▸ **What is required**
For each entry, output its words exactly and leave any picture behind.

+-------+

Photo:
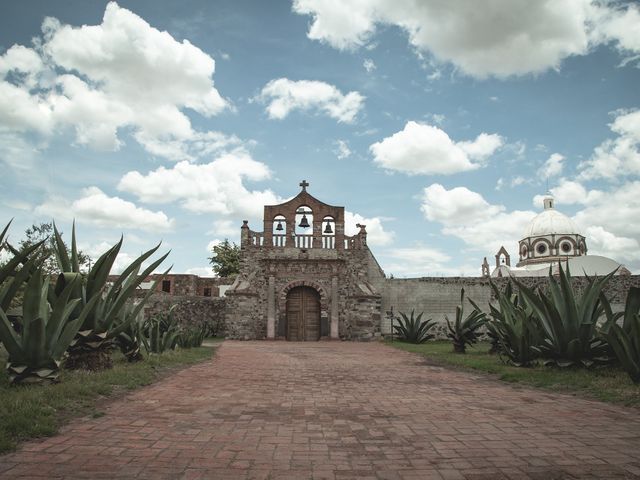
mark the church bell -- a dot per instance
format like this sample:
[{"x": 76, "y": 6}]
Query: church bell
[{"x": 304, "y": 223}]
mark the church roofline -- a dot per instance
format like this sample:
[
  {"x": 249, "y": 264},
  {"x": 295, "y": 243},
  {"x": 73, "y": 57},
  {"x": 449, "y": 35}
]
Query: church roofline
[{"x": 303, "y": 197}]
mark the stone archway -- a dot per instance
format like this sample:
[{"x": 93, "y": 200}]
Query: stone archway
[{"x": 303, "y": 314}]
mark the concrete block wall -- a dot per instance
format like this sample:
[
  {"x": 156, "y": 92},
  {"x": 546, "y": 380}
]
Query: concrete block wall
[{"x": 439, "y": 296}]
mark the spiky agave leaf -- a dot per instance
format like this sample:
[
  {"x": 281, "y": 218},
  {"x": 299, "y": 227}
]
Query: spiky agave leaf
[
  {"x": 36, "y": 352},
  {"x": 568, "y": 321},
  {"x": 109, "y": 316},
  {"x": 413, "y": 329},
  {"x": 515, "y": 328},
  {"x": 625, "y": 339},
  {"x": 464, "y": 331}
]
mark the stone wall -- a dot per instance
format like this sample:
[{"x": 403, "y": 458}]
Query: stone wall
[
  {"x": 190, "y": 310},
  {"x": 439, "y": 296},
  {"x": 344, "y": 278}
]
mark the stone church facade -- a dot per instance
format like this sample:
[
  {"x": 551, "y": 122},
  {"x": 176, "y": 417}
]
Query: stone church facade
[{"x": 302, "y": 278}]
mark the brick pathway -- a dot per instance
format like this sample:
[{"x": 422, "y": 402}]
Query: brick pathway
[{"x": 336, "y": 410}]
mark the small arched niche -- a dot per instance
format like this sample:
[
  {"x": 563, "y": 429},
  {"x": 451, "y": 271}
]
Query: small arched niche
[
  {"x": 279, "y": 230},
  {"x": 328, "y": 232},
  {"x": 304, "y": 227}
]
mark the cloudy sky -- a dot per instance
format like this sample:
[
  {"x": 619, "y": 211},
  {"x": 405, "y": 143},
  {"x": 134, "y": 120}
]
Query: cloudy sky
[{"x": 438, "y": 124}]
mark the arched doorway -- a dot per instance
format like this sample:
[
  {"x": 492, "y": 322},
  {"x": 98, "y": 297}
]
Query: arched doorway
[{"x": 303, "y": 314}]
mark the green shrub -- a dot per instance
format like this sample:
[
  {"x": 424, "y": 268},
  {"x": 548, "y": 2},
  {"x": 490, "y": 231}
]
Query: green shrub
[
  {"x": 568, "y": 321},
  {"x": 514, "y": 328},
  {"x": 110, "y": 315},
  {"x": 413, "y": 329},
  {"x": 464, "y": 331},
  {"x": 160, "y": 332},
  {"x": 43, "y": 335}
]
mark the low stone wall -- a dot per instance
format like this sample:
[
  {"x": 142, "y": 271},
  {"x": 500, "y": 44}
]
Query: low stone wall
[
  {"x": 438, "y": 297},
  {"x": 190, "y": 310}
]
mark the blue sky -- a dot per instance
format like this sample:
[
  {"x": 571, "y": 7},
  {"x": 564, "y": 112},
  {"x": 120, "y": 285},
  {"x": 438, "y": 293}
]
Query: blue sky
[{"x": 437, "y": 124}]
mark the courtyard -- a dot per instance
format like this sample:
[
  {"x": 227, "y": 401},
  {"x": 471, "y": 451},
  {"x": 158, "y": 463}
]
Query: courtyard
[{"x": 340, "y": 410}]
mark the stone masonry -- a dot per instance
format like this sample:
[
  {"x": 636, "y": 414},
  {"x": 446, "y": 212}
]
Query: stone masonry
[{"x": 340, "y": 268}]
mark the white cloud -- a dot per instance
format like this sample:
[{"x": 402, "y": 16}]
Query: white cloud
[
  {"x": 215, "y": 187},
  {"x": 213, "y": 243},
  {"x": 342, "y": 150},
  {"x": 484, "y": 227},
  {"x": 619, "y": 24},
  {"x": 467, "y": 215},
  {"x": 605, "y": 243},
  {"x": 369, "y": 65},
  {"x": 376, "y": 234},
  {"x": 426, "y": 149},
  {"x": 482, "y": 38},
  {"x": 614, "y": 211},
  {"x": 569, "y": 192},
  {"x": 229, "y": 229},
  {"x": 205, "y": 272},
  {"x": 552, "y": 167},
  {"x": 417, "y": 261},
  {"x": 101, "y": 79},
  {"x": 284, "y": 95},
  {"x": 97, "y": 208},
  {"x": 619, "y": 156},
  {"x": 501, "y": 38}
]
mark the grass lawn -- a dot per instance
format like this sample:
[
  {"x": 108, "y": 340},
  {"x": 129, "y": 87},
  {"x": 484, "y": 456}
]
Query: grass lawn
[
  {"x": 32, "y": 411},
  {"x": 609, "y": 384}
]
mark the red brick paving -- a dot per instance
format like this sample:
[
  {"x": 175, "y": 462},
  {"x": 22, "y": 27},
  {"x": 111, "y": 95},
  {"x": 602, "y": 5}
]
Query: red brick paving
[{"x": 332, "y": 410}]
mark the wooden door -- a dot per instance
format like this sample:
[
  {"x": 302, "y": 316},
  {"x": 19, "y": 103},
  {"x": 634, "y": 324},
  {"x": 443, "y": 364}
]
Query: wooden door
[{"x": 303, "y": 314}]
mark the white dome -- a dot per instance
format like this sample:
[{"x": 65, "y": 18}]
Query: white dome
[{"x": 550, "y": 221}]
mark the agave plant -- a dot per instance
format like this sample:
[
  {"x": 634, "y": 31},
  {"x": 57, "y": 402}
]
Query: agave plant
[
  {"x": 45, "y": 332},
  {"x": 625, "y": 339},
  {"x": 413, "y": 329},
  {"x": 464, "y": 331},
  {"x": 110, "y": 315},
  {"x": 161, "y": 332},
  {"x": 13, "y": 274},
  {"x": 514, "y": 327},
  {"x": 568, "y": 320}
]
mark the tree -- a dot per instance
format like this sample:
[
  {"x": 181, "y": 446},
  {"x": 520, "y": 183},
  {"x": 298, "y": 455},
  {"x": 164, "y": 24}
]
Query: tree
[
  {"x": 225, "y": 260},
  {"x": 46, "y": 256}
]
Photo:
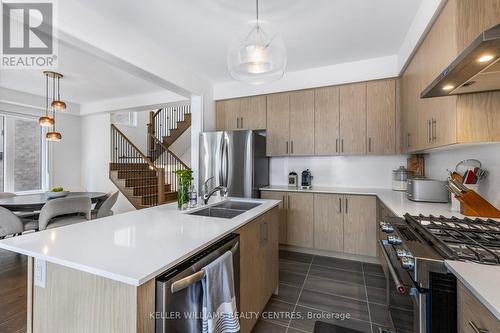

+-------+

▸ **Reply to the exercise**
Photo:
mark the church bell -- a dot per instance
format like this sample:
[{"x": 76, "y": 6}]
Query: church bell
[{"x": 304, "y": 223}]
mark the church roofline -- a dot per instance
format like this sample:
[
  {"x": 249, "y": 264},
  {"x": 295, "y": 243},
  {"x": 73, "y": 57},
  {"x": 449, "y": 35}
]
Query: church roofline
[{"x": 303, "y": 197}]
mark the stone archway -- a dot per instance
format like this sample:
[{"x": 93, "y": 200}]
Query: stone archway
[{"x": 303, "y": 314}]
mark the concrete block wall -- a dot per instance
format like this sample:
[
  {"x": 156, "y": 92},
  {"x": 546, "y": 380}
]
Query: concrete block wall
[{"x": 439, "y": 296}]
mark the spiky agave leaf -- a dot per instance
format like this sample:
[
  {"x": 281, "y": 218},
  {"x": 299, "y": 227}
]
Query: spiky agave leaf
[
  {"x": 36, "y": 352},
  {"x": 568, "y": 321},
  {"x": 109, "y": 316},
  {"x": 413, "y": 329},
  {"x": 515, "y": 328},
  {"x": 625, "y": 339},
  {"x": 464, "y": 331}
]
mark the stone wall -- a dot per instance
format like this sample:
[{"x": 403, "y": 458}]
Query: stone wall
[
  {"x": 190, "y": 310},
  {"x": 439, "y": 296},
  {"x": 344, "y": 278}
]
mark the stone church facade -- a dot per instance
format like this sample:
[
  {"x": 551, "y": 122},
  {"x": 176, "y": 417}
]
Query: stone church facade
[{"x": 302, "y": 278}]
mark the brick pathway -- a dot per instance
format like this sample:
[{"x": 422, "y": 402}]
Query: brick pathway
[{"x": 336, "y": 410}]
mark the small arched niche -- a dot per instance
format like this sample:
[
  {"x": 563, "y": 429},
  {"x": 451, "y": 271}
]
Query: small arched niche
[
  {"x": 279, "y": 230},
  {"x": 328, "y": 232},
  {"x": 304, "y": 227}
]
mark the cloudy sky -- a dot per instance
format like this sample:
[
  {"x": 619, "y": 211},
  {"x": 405, "y": 143},
  {"x": 134, "y": 120}
]
Query: cloudy sky
[{"x": 438, "y": 124}]
mark the arched doorway -- a dot per instance
format like this sample:
[
  {"x": 492, "y": 322},
  {"x": 98, "y": 297}
]
Query: arched doorway
[{"x": 303, "y": 314}]
mark the green shrub -- a dot per instance
format like this sample:
[
  {"x": 424, "y": 268},
  {"x": 548, "y": 2},
  {"x": 490, "y": 231}
]
Query: green shrub
[
  {"x": 568, "y": 321},
  {"x": 514, "y": 328},
  {"x": 110, "y": 315},
  {"x": 413, "y": 329},
  {"x": 464, "y": 331},
  {"x": 160, "y": 332},
  {"x": 43, "y": 335}
]
mark the low stone wall -- a dot per instance
format like this sample:
[
  {"x": 142, "y": 271},
  {"x": 500, "y": 44}
]
Query: low stone wall
[
  {"x": 438, "y": 297},
  {"x": 190, "y": 310}
]
mark the blue sky -- a dot per instance
format like this sample:
[
  {"x": 571, "y": 7},
  {"x": 564, "y": 112},
  {"x": 120, "y": 285},
  {"x": 438, "y": 293}
]
Query: blue sky
[{"x": 437, "y": 124}]
mark the courtyard -- a dot per instance
format like this sample:
[
  {"x": 227, "y": 401},
  {"x": 471, "y": 451},
  {"x": 158, "y": 463}
]
Query: courtyard
[{"x": 340, "y": 410}]
mark the stone masonry -- a dot per instance
format like this sample:
[
  {"x": 636, "y": 414},
  {"x": 446, "y": 212}
]
Query: stone masonry
[{"x": 340, "y": 268}]
mark the white cloud -- a dot per instance
format like this sample:
[{"x": 402, "y": 16}]
Query: white cloud
[
  {"x": 215, "y": 187},
  {"x": 213, "y": 243},
  {"x": 342, "y": 150},
  {"x": 484, "y": 227},
  {"x": 619, "y": 24},
  {"x": 467, "y": 215},
  {"x": 605, "y": 243},
  {"x": 369, "y": 65},
  {"x": 376, "y": 234},
  {"x": 426, "y": 149},
  {"x": 482, "y": 38},
  {"x": 614, "y": 211},
  {"x": 569, "y": 192},
  {"x": 229, "y": 229},
  {"x": 205, "y": 272},
  {"x": 552, "y": 167},
  {"x": 417, "y": 261},
  {"x": 101, "y": 79},
  {"x": 284, "y": 95},
  {"x": 97, "y": 208},
  {"x": 619, "y": 156},
  {"x": 501, "y": 38}
]
mark the grass lawn -- a dot per instance
format like this sample:
[
  {"x": 108, "y": 340},
  {"x": 129, "y": 87},
  {"x": 484, "y": 456}
]
Query: grass lawn
[
  {"x": 32, "y": 411},
  {"x": 609, "y": 384}
]
mark the red brick paving -- a dot per instance
format like this sample:
[
  {"x": 175, "y": 462},
  {"x": 22, "y": 27},
  {"x": 111, "y": 95},
  {"x": 602, "y": 5}
]
Query: red brick paving
[{"x": 332, "y": 410}]
mark the wooden door -- a dot per instance
format like this sample:
[
  {"x": 302, "y": 316},
  {"x": 19, "y": 103},
  {"x": 634, "y": 324},
  {"x": 443, "y": 364}
]
Query: wooden door
[{"x": 303, "y": 314}]
mark the white dome -- a dot per instance
format like this sample:
[{"x": 65, "y": 18}]
Query: white dome
[{"x": 550, "y": 221}]
mark the agave plant -- a dot per instance
format like this sample:
[
  {"x": 634, "y": 31},
  {"x": 57, "y": 402}
]
Query: agave plant
[
  {"x": 45, "y": 332},
  {"x": 625, "y": 339},
  {"x": 413, "y": 329},
  {"x": 464, "y": 331},
  {"x": 110, "y": 315},
  {"x": 161, "y": 332},
  {"x": 13, "y": 274},
  {"x": 514, "y": 327},
  {"x": 568, "y": 320}
]
mark the tree -- a dot per instance
format like this sample:
[
  {"x": 181, "y": 446},
  {"x": 520, "y": 183},
  {"x": 298, "y": 455},
  {"x": 164, "y": 24}
]
Query: tree
[
  {"x": 225, "y": 260},
  {"x": 46, "y": 256}
]
Photo:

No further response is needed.